Document text below:

Endocrine Abstracts (2014) 34 P411 | DOI: 10.1530/endoabs.34.P411

A rare case of papillary thyroid cancer arising from the ovary

Venkata Katreddy, Harit Buch, Laura Pettit & Victor Oguntolu


Wolverhampton Diabetes Centre, Wolverhampton, UK.


Background: Struma ovarii, defined as containing 50% or more thyroid tissue is rare and accounts for 1% of ovarian tumours. Presentation is non-specific, relating to mass effect. Although the tumour predominantly consists of thyroidal tissue, features of hyperthyroidism occur in <5% of cases. Majority are benign, histological features of thyroid cancer are found in about 5–10%. Seventy per cent of these are papillary thyroid cancer (PTC). We present a case of struma ovarii with papillary thyroid carcinoma.

Case presentation: A 62-year-old lady presented with abdominal discomfort. Ultrasound pelvis identified a large right sided ovarian mass. CA-125 was elevated, thyroid function tests were normal. At laparotomy, a large impacted tubo-ovarian mass was identified; total abdominal hysterectomy with bilateral salpingo-oophorectomy was performed. Histology revealed a collapsed thick walled cyst with haemorrhage. Immunocytochemistry was in keeping with papillary thyroid cancer arising in struma ovarii. Tumour was classified as FIGO 1C in view of the ruptured cyst wall.

End of Document text.

• Tasks for this exercise:
- a) Answer these from the struma ovarii abstract:
(i) What share of ovarian tumors does struma ovarii account for?
(ii) How old was the patient in the case presentation?
(iii) What FIGO class was the tumor given?
- b) Repeat the part of the struma ovarii abstract that opens with the words containing "Venkata Katreddy, Harit" and closes with "papillary thyroid carcinoma.".
Nothing in the rows is needed here.

Supplied material below:

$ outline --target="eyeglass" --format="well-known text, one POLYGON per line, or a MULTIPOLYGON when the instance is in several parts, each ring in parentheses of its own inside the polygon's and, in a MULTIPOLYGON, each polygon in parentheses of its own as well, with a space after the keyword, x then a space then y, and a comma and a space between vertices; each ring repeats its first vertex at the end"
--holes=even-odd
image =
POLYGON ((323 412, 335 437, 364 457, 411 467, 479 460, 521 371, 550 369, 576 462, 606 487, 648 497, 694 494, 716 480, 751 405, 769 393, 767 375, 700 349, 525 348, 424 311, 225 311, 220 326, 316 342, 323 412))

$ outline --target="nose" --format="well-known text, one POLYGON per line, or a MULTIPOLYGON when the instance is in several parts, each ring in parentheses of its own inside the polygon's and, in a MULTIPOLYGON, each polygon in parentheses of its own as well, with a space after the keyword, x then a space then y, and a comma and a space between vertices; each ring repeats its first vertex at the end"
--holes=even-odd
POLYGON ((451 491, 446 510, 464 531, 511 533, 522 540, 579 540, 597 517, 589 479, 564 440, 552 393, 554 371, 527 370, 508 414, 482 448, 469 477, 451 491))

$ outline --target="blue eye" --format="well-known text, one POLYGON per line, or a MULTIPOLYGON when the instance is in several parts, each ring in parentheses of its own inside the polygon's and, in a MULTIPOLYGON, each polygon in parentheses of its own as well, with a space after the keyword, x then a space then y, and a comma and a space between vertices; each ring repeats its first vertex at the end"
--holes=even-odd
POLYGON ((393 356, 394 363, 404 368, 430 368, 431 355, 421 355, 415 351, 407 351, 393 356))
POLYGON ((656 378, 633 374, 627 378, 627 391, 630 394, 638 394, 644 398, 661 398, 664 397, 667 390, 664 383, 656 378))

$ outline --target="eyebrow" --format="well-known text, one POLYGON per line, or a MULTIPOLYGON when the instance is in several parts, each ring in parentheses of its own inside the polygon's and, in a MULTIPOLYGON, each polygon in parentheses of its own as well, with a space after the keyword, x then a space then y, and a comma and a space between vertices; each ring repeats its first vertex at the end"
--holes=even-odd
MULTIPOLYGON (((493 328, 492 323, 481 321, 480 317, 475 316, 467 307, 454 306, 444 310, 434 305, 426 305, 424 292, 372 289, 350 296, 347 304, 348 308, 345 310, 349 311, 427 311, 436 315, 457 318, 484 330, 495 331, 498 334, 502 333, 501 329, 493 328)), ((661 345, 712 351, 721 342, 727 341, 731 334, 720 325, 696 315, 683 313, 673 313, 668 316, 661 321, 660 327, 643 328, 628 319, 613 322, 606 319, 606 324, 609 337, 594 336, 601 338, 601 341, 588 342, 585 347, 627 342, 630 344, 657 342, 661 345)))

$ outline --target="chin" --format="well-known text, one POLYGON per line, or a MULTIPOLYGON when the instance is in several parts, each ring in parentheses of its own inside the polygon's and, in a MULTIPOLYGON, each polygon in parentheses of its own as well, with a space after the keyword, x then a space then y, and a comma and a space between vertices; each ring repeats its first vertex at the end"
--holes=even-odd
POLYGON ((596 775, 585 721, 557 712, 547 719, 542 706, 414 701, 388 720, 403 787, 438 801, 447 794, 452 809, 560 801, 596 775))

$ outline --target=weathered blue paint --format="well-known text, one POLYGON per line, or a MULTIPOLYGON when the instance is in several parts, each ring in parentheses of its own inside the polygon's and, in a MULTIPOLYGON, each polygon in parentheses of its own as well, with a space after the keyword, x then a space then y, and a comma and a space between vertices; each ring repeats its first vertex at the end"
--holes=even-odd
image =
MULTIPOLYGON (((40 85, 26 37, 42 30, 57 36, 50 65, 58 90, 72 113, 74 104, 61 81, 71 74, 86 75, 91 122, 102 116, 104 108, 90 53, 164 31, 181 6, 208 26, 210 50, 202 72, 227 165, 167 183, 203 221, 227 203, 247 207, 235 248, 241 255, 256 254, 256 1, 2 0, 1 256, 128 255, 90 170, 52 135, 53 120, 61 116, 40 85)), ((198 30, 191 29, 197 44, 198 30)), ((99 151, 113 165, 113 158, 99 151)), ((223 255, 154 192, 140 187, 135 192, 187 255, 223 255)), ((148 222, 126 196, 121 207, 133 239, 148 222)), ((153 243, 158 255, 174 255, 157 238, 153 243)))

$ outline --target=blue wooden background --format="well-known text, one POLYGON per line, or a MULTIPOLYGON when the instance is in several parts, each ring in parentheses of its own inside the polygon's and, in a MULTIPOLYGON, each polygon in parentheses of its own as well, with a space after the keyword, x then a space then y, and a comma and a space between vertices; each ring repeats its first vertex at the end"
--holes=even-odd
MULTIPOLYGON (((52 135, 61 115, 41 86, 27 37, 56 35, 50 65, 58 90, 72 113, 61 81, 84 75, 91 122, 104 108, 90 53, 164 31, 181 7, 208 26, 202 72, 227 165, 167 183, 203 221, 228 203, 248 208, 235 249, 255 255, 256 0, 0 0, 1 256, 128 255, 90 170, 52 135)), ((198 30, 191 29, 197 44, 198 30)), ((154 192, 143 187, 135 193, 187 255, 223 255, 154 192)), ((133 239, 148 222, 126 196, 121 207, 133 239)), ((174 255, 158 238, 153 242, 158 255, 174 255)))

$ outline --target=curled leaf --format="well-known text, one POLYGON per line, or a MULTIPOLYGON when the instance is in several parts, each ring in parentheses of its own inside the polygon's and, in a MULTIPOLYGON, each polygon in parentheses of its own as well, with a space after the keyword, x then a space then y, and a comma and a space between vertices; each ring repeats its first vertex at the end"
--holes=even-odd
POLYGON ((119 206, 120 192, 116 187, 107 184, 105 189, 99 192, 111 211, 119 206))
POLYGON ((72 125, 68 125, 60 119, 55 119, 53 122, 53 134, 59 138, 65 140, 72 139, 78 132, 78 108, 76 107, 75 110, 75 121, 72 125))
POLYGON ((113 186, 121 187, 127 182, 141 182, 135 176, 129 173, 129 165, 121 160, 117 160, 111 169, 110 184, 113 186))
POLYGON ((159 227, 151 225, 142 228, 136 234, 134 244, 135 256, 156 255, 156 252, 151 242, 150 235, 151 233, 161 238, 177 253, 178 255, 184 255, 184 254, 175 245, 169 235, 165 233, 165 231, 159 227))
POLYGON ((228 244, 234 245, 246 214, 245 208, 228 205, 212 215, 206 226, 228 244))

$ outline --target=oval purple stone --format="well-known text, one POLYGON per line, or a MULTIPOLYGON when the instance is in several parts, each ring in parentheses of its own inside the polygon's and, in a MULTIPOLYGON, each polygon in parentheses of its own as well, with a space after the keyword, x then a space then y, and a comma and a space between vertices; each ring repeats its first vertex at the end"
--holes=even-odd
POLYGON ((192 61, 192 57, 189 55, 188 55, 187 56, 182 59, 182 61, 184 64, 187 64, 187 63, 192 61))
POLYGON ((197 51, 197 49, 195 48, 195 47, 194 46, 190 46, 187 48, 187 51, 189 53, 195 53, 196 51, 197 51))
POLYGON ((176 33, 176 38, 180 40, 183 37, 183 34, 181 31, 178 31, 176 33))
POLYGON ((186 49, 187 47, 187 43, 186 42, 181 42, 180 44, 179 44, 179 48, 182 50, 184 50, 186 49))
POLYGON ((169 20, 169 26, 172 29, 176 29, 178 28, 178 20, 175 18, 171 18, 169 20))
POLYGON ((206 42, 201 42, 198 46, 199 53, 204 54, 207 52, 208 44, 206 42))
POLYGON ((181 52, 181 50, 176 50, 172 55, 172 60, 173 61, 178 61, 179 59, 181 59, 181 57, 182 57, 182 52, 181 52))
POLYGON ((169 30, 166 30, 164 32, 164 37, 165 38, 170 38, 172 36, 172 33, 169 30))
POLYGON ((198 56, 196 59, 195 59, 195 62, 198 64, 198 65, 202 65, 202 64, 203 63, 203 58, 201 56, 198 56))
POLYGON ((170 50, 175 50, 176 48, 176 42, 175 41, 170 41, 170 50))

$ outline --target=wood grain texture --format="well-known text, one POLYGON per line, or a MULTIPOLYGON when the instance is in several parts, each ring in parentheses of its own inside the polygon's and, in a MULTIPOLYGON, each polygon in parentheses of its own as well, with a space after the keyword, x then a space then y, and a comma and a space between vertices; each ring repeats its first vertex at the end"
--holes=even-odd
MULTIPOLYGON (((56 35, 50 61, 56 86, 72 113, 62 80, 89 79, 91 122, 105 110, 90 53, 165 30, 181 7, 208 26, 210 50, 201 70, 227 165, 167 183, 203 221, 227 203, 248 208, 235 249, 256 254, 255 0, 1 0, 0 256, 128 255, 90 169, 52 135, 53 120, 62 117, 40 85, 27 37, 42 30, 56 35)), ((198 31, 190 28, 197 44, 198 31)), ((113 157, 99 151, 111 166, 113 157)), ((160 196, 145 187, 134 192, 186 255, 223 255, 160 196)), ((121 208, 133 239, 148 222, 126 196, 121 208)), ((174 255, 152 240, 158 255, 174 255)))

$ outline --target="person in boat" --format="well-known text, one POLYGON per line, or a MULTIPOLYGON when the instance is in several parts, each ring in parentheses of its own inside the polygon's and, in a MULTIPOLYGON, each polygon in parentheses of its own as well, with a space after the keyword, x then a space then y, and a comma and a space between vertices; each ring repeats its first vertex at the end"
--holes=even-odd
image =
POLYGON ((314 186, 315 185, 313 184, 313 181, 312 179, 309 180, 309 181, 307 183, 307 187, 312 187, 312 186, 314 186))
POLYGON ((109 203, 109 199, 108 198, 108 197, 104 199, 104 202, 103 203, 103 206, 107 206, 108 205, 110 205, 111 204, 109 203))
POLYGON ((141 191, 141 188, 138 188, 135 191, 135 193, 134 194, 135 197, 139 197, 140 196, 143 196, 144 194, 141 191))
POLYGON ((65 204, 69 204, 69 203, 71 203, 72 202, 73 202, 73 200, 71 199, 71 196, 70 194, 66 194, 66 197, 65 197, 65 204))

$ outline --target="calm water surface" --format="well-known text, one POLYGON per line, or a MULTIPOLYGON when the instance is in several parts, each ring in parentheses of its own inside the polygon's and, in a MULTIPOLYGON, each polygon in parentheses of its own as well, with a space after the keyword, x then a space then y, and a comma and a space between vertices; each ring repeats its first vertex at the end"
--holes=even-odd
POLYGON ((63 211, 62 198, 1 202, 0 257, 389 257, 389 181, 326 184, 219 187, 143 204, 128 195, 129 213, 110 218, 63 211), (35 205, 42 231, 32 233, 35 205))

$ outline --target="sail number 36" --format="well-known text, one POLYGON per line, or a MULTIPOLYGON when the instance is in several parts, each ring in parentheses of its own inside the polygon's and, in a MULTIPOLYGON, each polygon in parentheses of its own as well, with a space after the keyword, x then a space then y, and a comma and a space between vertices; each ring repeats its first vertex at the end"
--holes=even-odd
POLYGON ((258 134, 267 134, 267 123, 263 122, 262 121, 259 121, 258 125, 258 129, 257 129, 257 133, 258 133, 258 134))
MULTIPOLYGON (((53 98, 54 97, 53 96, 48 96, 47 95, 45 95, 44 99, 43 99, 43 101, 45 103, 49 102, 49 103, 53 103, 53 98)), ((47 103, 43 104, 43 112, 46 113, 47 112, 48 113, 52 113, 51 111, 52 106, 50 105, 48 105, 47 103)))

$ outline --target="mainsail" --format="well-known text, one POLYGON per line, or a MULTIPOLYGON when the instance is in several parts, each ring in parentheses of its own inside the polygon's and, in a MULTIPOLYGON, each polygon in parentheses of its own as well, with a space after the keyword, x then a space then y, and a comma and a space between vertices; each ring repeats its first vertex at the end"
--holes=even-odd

End of Supplied material.

• Results for the exercise:
- a)
(i) 1%
(ii) 62 years old
(iii) FIGO 1C

- b)
Venkata Katreddy, Harit Buch, Laura Pettit & Victor Oguntolu


Wolverhampton Diabetes Centre, Wolverhampton, UK.


Background: Struma ovarii, defined as containing 50% or more thyroid tissue is rare and accounts for 1% of ovarian tumours. Presentation is non-specific, relating to mass effect. Although the tumour predominantly consists of thyroidal tissue, features of hyperthyroidism occur in <5% of cases. Majority are benign, histological features of thyroid cancer are found in about 5–10%. Seventy per cent of these are papillary thyroid cancer (PTC). We present a case of struma ovarii with papillary thyroid carcinoma.